[Dataset excerpts on object pointing]
════════════════════

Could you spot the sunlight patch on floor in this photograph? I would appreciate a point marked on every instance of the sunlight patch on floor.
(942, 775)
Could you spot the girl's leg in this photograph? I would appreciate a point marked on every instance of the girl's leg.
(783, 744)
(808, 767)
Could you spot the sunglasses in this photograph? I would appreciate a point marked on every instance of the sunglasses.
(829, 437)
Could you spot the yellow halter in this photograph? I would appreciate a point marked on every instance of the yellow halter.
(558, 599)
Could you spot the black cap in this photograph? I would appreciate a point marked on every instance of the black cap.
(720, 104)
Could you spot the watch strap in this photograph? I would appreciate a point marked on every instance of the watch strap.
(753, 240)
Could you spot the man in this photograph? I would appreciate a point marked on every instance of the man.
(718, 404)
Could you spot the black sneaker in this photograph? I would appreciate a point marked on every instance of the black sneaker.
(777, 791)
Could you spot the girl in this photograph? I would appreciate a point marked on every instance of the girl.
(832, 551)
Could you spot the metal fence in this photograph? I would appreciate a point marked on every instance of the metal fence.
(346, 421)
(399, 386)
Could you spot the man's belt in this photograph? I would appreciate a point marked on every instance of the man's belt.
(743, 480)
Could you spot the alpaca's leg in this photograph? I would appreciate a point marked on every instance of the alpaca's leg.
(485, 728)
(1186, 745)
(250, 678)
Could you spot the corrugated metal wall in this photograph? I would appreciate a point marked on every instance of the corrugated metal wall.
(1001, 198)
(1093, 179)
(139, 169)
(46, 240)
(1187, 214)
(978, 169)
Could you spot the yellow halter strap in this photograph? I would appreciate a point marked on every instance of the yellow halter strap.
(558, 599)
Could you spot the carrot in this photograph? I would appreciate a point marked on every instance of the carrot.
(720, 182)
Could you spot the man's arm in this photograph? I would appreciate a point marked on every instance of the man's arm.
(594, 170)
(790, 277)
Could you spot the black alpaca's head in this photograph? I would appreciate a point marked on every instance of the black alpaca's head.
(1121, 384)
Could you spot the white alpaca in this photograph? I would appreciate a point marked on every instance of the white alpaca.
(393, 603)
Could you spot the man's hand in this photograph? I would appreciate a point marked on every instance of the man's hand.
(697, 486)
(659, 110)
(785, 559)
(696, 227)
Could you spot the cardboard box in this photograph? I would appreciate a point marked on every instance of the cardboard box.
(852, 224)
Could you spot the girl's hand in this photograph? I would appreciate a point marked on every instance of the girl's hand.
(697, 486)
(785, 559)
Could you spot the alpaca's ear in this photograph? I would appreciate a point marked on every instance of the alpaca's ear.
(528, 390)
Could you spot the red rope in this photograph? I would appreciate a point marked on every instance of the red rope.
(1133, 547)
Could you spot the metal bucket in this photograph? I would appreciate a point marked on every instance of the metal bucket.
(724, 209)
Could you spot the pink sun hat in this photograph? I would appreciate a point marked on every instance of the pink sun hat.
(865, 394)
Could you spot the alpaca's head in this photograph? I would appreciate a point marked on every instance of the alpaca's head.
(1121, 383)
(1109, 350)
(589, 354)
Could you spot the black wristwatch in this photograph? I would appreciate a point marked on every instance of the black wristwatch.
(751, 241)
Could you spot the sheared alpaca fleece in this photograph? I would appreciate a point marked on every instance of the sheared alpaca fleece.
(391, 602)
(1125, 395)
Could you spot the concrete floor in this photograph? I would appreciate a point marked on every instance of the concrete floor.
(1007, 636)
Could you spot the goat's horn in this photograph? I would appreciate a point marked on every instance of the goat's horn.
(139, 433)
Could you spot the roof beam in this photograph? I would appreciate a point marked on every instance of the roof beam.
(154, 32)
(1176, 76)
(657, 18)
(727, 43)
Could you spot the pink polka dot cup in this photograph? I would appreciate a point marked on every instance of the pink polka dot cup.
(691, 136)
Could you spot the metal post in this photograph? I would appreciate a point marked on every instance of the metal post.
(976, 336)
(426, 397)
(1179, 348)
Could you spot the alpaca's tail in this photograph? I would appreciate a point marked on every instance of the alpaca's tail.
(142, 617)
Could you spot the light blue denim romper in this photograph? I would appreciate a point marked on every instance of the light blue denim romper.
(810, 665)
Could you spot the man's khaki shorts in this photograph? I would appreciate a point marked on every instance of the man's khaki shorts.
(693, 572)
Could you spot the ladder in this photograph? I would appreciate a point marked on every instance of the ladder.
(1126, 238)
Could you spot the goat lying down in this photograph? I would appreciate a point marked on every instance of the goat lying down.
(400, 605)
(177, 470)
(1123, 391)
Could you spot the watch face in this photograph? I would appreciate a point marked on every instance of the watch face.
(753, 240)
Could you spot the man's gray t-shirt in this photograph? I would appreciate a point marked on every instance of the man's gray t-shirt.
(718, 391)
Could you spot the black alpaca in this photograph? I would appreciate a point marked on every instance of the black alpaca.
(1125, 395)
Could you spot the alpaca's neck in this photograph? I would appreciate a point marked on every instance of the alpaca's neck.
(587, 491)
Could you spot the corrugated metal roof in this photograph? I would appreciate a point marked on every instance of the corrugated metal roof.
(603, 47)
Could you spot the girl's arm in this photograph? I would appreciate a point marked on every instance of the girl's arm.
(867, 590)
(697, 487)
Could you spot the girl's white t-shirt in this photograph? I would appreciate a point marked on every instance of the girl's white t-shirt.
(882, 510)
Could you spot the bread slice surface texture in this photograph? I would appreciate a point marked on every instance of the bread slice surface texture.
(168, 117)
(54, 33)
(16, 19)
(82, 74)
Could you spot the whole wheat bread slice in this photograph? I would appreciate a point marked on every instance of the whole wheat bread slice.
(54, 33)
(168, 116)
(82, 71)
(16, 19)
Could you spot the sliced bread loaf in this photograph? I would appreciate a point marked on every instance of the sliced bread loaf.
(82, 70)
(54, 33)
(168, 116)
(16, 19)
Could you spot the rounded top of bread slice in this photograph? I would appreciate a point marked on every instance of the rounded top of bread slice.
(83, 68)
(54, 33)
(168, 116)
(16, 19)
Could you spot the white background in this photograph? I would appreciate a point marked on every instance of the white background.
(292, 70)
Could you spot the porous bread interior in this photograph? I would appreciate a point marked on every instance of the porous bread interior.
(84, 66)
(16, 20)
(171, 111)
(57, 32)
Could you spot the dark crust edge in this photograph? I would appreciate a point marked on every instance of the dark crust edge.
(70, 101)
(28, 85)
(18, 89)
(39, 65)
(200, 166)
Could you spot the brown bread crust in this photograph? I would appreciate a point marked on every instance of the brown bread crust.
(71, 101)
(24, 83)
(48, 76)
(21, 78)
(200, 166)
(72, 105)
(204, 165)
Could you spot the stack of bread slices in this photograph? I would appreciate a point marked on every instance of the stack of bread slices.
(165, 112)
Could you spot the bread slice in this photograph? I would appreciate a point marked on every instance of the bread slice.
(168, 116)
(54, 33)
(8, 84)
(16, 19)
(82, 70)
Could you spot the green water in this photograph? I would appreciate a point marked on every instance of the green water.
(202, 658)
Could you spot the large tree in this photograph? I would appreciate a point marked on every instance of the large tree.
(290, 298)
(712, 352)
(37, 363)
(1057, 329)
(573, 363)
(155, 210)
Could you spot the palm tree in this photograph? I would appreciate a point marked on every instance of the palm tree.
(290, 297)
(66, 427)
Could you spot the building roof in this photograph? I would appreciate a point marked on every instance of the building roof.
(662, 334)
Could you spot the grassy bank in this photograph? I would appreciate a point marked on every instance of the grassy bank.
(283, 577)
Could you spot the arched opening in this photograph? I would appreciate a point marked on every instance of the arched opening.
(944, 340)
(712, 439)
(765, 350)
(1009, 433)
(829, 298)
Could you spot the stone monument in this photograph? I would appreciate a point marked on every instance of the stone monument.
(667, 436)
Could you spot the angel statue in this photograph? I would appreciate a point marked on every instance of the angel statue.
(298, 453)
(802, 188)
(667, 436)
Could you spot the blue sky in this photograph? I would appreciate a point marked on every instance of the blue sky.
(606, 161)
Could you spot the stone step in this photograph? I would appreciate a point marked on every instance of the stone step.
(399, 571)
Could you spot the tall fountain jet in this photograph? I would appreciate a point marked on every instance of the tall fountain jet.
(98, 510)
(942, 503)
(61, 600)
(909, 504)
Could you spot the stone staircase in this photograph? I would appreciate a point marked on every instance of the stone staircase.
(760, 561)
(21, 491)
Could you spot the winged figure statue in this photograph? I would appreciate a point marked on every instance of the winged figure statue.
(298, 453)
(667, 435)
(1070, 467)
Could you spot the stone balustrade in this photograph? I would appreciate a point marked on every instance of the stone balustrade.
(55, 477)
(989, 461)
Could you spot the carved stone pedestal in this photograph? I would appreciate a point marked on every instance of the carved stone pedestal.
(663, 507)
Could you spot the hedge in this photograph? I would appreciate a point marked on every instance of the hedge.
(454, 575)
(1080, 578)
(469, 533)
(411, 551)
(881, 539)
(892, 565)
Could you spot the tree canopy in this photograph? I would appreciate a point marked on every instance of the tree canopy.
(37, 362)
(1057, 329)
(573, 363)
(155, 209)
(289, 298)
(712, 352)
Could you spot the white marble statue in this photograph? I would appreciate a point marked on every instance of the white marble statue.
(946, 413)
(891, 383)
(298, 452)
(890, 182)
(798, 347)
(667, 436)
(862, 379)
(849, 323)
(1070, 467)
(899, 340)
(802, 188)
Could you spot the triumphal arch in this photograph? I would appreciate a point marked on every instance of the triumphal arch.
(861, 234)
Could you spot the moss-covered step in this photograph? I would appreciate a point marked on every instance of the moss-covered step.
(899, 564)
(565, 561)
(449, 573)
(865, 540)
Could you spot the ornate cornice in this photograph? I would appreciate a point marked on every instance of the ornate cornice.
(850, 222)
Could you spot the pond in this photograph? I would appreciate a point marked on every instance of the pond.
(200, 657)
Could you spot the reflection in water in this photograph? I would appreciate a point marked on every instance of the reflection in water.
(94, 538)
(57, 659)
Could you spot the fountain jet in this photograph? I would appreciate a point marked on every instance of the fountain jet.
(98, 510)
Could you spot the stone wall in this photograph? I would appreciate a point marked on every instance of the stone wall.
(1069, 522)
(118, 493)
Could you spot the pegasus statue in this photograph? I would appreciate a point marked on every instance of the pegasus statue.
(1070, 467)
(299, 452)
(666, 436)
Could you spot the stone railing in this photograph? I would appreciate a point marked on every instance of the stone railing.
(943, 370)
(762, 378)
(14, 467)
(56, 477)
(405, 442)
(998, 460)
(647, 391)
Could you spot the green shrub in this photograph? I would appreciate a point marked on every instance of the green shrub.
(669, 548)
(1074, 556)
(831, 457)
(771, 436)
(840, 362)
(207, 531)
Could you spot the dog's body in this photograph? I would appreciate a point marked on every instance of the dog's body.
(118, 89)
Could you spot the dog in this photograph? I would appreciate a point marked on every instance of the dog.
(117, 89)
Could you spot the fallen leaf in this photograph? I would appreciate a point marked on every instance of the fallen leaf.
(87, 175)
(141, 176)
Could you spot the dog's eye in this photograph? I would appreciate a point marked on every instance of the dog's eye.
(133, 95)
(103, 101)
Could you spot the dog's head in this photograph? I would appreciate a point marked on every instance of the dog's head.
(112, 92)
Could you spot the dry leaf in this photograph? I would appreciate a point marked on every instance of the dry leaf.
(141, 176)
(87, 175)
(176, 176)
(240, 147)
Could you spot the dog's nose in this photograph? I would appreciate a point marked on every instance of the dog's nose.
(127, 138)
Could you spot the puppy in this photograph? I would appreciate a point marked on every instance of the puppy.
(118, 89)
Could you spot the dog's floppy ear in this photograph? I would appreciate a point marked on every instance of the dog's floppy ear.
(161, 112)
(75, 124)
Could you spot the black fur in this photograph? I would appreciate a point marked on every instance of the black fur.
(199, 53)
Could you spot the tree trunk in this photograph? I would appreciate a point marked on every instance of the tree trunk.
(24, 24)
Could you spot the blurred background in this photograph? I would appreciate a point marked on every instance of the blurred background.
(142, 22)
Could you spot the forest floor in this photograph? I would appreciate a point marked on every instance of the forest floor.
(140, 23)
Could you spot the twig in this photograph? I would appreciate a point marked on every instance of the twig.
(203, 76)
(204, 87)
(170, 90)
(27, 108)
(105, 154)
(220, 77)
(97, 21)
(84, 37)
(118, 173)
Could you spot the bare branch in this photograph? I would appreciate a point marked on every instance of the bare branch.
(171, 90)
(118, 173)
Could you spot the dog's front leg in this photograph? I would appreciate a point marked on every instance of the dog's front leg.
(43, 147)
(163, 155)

════════════════════

#### WHAT TO WORK ON
Each line from the one containing "Could you spot the dog's eye" to the final line of the entries above must be returned exactly, and no other line may appear.

#### WORKED ANSWER
Could you spot the dog's eye in this photograph? I would appreciate a point marked on every instance of the dog's eye.
(133, 95)
(103, 101)
Could you spot the dog's head in this photograph? I would appreciate a point marked on every instance of the dog's head.
(112, 92)
Could you spot the dry leaf in this photograph? I would appreciate a point marked on every instance of the dry leaf.
(141, 176)
(87, 175)
(176, 176)
(240, 147)
Could you spot the dog's nose in this photograph? I would appreciate a point marked on every instance of the dog's nose.
(127, 138)
Could you spot the puppy in this photograph? I would appreciate a point marked on every instance of the puppy.
(118, 89)
Could you spot the dog's floppy ear in this photograph? I would appreciate a point marked on every instance of the dog's floppy ear.
(161, 112)
(75, 124)
Could you spot the black fur in this photograph? I would appreciate a point marked on every instance of the black fur.
(199, 53)
Could you spot the tree trunk in this photograph? I would appreciate a point marked on every instance of the tree trunk.
(24, 24)
Could you spot the blurred background in this photograph? I would appreciate a point marked on every instance of the blurred background.
(142, 22)
Could you spot the forest floor in this photograph? I would appreciate a point marked on every instance of the forest floor.
(140, 23)
Could you spot the twig in this photograph? I would appreciate a point marked on every instance of the twig.
(203, 76)
(204, 87)
(170, 90)
(27, 108)
(105, 154)
(220, 77)
(97, 21)
(84, 37)
(118, 173)
Could you spot the bare branch in this photograph? I would appreciate a point marked on every instance of the bare branch.
(171, 90)
(118, 173)
Could you spot the dog's front leg in this photograph? I would appreciate a point marked on every instance of the dog's front leg.
(43, 147)
(163, 155)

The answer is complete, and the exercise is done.